SELECTED EXCERPT
=== Section Start ===

Exploring Development Opportunities
Integrating LLMs with data lakes in multi-agent systems remains a big to-do task for the tech pros. So the question is: what can actually be done about it? What directions should be developed?
Based on our 10 years of experience at DataMola, we introduce dataMill: a new engine for extracting actionable insights from data lakes. It has become possible due to the advancements in metadata management and agile data modelling.
The following outlines a structured methodology for building a data warehouse (DWH) that will calculate KPIs from raw data lake content while leveraging LLMs for semantic enrichment and governance.
1) Metadata-Driven Object Definition. To calculate KPIs like “Average User Profit” or “Subscription Churn Rate”, LLMs analyse metadata to identify required objects (columns, schemas, and transformation rules) for KPIs calculation.
2) RBAC and Data Governance. Role-Based Access Control (RBAC) ensures users only access authorized data. Columns and records will not go through the injection process of the dataMill engine. User limitation and restriction will be added to the Semantic part of produced RAG Documents.
3) Anchor modelling for Scheme Design. Anchor modelling provides a flexible scheme to handle temporal and structural changes in data lakes:
- Immutable data storage: each attribute (e.g., sales figures) and tie (e.g., customer-product relationships) is stored separately, enabling non-destructive schema evolution and creation via LLM JavaScript Object Notation (JSON) response.
4) KPI Calculation Planning. LLMs optimise aggregation logic and resolve scope issues:
- Measure definition: using natural language queries (e.g., “Calculate monthly revenue growth”) from the company documentation library, LLMs generate calculation expressions based on Anchor JSON scheme.

=== Section End ===

TASK A
For the dataMill excerpt, decide whether each statement agrees with it: (i) dataMill builds on ten years of experience at DataMola; (ii) columns and records go through the injection process of the dataMill engine; (iii) anchor modelling stores each attribute and tie together. Answer yes or no for each, quoting the deciding words of the text.
TASK B
Pick up the text on building a KPI data warehouse with dataMill after its final sentence and keep writing in the same style.

DATA RECORDS
=== Section Start ===

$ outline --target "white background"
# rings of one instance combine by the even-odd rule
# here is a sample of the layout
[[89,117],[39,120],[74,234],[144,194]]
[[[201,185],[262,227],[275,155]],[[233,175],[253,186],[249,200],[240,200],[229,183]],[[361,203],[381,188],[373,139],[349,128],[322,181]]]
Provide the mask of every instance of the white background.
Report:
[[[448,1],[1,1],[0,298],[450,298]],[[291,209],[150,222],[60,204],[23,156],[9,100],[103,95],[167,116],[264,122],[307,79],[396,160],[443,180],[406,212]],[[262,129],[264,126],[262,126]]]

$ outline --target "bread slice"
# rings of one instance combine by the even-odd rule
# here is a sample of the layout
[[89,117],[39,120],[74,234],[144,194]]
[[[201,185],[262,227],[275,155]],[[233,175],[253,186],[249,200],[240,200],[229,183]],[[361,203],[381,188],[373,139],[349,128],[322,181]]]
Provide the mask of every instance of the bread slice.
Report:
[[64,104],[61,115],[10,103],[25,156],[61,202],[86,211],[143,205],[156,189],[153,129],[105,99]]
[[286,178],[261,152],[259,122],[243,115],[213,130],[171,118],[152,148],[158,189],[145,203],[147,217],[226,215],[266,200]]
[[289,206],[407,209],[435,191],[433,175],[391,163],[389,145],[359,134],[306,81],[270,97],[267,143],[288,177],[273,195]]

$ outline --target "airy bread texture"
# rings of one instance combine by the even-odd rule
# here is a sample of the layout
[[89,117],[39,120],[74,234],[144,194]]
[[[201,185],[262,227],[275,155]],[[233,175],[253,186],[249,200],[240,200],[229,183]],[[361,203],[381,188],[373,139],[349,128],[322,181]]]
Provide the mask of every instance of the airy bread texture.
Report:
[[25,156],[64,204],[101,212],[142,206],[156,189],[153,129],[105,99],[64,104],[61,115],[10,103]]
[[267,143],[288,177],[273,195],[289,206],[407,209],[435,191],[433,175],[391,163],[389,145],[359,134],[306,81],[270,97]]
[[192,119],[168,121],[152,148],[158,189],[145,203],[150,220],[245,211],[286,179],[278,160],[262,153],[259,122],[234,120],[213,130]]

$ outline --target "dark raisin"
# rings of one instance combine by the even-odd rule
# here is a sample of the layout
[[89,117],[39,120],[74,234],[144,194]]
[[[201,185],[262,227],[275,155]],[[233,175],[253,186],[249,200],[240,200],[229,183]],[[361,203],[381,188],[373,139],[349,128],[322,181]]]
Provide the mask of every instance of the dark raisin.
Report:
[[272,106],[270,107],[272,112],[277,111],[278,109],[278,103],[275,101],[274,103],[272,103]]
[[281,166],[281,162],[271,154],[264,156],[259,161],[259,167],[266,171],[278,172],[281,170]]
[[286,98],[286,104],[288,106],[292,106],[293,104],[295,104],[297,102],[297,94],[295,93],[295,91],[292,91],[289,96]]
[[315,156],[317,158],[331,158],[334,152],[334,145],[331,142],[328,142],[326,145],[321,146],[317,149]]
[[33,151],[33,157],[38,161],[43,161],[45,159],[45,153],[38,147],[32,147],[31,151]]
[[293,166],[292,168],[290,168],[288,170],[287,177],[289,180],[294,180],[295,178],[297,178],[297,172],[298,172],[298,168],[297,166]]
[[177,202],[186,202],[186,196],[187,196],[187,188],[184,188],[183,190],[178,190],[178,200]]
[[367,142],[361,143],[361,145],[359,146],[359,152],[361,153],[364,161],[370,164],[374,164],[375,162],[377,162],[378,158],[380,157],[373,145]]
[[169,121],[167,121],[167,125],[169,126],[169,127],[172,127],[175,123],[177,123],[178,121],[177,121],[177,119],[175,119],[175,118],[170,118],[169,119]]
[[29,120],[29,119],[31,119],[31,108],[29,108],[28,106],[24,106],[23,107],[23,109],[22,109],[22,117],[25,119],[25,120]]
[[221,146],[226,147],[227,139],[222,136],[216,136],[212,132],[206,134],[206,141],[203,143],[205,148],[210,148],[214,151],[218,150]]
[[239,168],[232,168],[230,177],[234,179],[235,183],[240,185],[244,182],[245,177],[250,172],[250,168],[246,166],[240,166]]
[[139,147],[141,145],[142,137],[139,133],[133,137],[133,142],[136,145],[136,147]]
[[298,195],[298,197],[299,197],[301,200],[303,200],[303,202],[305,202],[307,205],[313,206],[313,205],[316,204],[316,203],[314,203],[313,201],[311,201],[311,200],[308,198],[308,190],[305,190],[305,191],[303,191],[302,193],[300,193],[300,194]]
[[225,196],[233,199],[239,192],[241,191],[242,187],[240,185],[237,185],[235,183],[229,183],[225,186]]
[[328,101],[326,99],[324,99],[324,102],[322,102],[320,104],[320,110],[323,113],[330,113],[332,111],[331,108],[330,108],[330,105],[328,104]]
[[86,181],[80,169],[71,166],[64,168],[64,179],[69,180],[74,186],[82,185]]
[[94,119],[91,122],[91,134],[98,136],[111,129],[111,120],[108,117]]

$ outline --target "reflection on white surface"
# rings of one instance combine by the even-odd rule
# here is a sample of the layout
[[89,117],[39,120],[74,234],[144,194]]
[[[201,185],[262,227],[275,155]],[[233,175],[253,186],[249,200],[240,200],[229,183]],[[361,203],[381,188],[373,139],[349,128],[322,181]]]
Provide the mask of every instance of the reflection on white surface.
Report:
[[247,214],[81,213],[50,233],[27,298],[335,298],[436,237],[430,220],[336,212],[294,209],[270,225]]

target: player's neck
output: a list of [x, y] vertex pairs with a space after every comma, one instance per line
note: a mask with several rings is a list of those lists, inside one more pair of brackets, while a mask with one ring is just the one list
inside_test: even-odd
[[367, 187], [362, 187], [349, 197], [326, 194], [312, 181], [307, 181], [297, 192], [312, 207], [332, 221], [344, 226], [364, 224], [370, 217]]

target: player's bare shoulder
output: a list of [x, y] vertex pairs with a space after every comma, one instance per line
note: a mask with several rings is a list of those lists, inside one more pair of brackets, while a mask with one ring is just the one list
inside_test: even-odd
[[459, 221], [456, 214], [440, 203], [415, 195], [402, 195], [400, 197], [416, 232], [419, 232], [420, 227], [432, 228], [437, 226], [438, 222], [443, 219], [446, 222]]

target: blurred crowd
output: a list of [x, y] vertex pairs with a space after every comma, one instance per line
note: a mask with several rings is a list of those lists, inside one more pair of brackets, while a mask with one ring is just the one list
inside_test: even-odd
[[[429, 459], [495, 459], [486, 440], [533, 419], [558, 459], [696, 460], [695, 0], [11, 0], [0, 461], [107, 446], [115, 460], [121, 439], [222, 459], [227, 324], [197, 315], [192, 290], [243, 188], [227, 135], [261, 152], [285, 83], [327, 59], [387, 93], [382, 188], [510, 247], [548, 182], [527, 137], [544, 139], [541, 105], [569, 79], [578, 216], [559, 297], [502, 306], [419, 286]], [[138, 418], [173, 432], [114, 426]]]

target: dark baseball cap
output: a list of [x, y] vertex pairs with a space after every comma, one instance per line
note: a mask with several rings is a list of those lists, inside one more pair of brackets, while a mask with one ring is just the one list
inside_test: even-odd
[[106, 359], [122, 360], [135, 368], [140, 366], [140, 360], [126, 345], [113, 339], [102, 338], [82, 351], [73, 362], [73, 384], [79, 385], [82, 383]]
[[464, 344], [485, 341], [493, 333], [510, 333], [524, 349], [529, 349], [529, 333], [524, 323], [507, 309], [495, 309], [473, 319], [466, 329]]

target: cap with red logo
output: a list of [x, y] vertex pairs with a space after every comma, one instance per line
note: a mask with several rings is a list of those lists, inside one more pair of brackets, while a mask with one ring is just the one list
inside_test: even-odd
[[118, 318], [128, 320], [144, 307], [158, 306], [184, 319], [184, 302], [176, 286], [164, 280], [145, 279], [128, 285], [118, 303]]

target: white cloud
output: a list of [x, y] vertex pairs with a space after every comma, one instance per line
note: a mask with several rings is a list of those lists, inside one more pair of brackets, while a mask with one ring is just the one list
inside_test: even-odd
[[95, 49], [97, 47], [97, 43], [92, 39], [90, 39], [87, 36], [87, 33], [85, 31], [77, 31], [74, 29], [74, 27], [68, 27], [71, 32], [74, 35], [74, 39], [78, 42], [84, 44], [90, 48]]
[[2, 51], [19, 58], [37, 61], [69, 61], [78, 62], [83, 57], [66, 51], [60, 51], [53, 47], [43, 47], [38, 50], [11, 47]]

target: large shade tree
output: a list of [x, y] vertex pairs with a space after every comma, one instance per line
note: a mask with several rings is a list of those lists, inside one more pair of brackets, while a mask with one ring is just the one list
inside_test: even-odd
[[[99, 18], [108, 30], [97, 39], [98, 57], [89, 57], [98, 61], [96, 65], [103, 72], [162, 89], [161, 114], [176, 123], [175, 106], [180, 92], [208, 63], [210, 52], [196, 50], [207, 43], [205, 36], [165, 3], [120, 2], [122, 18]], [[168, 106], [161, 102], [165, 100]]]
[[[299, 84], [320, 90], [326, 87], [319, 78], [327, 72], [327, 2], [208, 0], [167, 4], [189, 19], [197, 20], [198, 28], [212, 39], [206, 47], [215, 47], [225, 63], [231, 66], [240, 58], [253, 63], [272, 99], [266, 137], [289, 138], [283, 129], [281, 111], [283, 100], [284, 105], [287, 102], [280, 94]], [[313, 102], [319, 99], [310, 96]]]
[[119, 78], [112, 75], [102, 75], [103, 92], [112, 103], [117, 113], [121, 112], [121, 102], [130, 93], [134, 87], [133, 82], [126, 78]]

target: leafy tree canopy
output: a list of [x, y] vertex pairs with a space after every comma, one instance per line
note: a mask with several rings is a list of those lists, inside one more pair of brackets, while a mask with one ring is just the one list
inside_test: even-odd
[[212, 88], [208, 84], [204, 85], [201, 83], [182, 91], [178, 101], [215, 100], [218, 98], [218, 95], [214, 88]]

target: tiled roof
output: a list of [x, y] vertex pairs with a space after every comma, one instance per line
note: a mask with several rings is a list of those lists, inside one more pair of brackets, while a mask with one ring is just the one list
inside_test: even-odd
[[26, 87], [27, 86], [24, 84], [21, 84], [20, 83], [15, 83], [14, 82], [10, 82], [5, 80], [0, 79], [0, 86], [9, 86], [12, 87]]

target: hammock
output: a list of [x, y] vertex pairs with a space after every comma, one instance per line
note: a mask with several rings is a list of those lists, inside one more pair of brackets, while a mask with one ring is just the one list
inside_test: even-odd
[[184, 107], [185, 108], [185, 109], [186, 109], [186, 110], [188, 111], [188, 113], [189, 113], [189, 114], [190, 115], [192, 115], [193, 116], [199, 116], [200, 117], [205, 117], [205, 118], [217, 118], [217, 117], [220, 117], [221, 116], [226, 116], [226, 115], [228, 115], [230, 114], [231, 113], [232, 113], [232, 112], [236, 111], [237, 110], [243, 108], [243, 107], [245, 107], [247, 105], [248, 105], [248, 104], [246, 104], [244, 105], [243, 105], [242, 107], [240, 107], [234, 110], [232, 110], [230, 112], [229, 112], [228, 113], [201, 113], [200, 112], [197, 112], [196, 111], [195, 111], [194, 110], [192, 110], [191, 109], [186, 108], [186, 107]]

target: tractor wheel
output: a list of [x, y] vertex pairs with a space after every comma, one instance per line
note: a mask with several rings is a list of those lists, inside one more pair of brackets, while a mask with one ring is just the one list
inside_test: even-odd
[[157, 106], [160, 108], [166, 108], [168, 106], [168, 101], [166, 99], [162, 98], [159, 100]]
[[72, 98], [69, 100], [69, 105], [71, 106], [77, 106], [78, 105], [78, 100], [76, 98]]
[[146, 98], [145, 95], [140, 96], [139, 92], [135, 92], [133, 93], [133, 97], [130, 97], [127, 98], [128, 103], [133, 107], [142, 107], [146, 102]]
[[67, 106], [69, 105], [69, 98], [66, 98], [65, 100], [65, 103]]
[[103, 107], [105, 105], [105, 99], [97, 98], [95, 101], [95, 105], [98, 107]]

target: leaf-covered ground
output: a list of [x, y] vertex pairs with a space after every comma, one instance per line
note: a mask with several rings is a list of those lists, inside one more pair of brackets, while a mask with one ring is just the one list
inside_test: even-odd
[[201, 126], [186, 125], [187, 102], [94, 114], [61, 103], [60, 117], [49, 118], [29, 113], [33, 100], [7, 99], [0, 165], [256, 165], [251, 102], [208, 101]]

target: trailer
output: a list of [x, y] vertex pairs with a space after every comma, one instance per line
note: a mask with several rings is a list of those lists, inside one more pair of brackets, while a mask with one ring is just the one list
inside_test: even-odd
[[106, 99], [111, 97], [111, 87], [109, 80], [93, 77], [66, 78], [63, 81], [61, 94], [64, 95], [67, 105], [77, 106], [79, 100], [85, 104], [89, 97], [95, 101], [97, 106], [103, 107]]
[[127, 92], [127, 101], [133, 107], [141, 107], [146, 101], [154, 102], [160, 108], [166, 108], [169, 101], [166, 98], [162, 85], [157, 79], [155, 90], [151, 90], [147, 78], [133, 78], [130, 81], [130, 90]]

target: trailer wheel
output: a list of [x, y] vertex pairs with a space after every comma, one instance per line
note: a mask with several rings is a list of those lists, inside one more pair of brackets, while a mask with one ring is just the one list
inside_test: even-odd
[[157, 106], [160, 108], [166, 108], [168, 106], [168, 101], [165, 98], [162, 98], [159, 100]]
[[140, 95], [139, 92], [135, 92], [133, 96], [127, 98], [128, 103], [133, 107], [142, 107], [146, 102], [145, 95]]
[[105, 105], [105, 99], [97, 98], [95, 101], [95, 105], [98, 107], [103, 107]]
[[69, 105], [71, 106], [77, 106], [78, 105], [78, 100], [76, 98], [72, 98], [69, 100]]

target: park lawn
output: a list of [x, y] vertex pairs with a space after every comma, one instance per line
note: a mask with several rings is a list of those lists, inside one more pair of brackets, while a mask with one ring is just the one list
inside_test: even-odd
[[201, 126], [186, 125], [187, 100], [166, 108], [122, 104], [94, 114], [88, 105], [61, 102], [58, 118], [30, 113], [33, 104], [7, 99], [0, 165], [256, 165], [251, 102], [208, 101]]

=== Section End ===

WRITTEN RESPONSE A
(i) Yes: "Based on our 10 years of experience at DataMola, we introduce dataMill"
(ii) No: "Columns and records will not go through the injection process of the dataMill engine."
(iii) No: "each attribute (e.g., sales figures) and tie (e.g., customer-product relationships) is stored separately"

WRITTEN RESPONSE B
- Custom aggregation: GPU-accelerated engines like Voltron Data: Theseus process large datasets in parallel, reducing latency for complex KPIs. Smaller amount of data could be processed inside the in-memory DuckDB.
5) ETL Processing with Apache Ibis and GPU. The DataMill engine leverages Apache Ibis capabilities for ETL tasks.
- GPU/In-Memory acceleration: Immutable data storage of Anchor modelling provides a way to effectively parallelize injection of the raw data to stage level.
6) RAG Output with Semantic Metadata. Results are returned as RAG documents:
- Semantic layer: LLMs annotate results with usage guidelines (e.g., “KPI-2 excludes test accounts”).
- Dynamic documentation: auto-generated metadata explains data provenance, calculation logic, and refresh schedules (data freshness).
- Anchor Modelling Scheme: JSON scheme definition included in metadata.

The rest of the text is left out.